• [What this task involves] Copy word for word the items starting with the line that contains "Target: house" and going on through the final line of the items.

>> BEGIN

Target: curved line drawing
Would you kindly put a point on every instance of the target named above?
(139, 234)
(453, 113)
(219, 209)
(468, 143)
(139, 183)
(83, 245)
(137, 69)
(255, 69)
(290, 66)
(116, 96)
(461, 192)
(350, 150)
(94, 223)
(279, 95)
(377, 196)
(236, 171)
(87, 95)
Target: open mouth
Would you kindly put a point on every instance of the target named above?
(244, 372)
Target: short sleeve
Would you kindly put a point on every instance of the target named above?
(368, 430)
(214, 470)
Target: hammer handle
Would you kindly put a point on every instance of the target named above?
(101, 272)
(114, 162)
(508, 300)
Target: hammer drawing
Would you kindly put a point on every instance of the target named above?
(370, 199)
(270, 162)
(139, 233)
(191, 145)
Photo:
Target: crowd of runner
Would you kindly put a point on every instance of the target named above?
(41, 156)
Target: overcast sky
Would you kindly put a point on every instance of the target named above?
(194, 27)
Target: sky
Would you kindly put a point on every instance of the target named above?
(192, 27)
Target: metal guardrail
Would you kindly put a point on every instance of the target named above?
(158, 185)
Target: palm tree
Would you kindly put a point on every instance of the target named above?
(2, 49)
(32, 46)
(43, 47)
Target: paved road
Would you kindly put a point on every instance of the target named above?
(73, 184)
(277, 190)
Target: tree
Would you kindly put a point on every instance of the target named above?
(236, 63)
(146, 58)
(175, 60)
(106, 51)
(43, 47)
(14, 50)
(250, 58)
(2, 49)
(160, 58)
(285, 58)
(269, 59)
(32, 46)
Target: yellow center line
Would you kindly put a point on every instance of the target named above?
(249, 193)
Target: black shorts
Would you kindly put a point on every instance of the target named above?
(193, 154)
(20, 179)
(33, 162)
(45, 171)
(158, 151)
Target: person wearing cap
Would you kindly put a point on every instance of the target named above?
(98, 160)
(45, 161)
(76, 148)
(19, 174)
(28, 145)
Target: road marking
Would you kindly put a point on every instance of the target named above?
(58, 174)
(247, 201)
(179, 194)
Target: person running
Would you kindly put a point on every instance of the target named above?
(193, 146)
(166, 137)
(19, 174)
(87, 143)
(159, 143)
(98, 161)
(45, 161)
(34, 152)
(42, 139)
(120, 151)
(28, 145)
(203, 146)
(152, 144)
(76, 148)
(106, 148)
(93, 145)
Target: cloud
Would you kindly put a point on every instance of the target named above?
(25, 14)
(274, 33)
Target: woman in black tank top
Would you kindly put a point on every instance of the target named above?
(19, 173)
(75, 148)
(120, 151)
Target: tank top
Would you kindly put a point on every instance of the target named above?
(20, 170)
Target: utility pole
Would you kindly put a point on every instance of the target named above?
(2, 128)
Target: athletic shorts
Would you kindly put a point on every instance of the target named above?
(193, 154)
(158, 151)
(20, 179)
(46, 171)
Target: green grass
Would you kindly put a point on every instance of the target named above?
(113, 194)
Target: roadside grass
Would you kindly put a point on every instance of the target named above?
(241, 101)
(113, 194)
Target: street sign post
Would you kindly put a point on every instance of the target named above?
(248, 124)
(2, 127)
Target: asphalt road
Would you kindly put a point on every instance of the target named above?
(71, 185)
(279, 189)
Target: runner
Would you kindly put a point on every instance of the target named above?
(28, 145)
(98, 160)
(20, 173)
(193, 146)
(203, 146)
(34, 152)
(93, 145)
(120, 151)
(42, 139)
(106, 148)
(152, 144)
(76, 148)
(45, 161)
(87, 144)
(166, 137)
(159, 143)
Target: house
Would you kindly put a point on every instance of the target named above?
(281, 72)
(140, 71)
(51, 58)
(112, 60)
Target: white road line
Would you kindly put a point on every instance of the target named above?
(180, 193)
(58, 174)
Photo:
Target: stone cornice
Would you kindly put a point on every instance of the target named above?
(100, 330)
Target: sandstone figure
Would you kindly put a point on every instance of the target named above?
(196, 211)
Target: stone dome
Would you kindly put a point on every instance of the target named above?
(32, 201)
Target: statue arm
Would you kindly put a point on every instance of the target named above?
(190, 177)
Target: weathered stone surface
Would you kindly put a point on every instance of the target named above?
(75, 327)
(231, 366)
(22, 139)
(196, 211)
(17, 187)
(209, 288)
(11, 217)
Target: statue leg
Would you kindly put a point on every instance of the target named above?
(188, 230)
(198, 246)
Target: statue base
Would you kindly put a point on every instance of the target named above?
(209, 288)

>> END

• [Response for this exercise]
Target: house
Would you kindly put a point on every instance of the target named above?
(281, 72)
(140, 71)
(51, 58)
(112, 60)
Target: white road line
Would you kindly put a point on every instance of the target named above?
(180, 193)
(58, 174)
Photo:
Target: stone cornice
Would you kindly put a point on every instance of the target named above?
(100, 330)
Target: sandstone figure
Would you kindly put a point on every instance of the target named above?
(196, 211)
Target: stone dome
Would you kindly put a point on every instance of the target named above?
(32, 201)
Target: statue arm
Would you kindly put a point on every instance of the target named above?
(190, 177)
Target: weathered stone surface
Would you kindly put a point on every instance of the target named above?
(75, 327)
(231, 366)
(22, 139)
(196, 211)
(17, 187)
(209, 288)
(11, 217)
Target: statue leg
Would you kindly put a point on every instance of the target named above?
(188, 230)
(198, 246)
Target: statue base
Would you kindly put a point on every instance of the target named above?
(209, 288)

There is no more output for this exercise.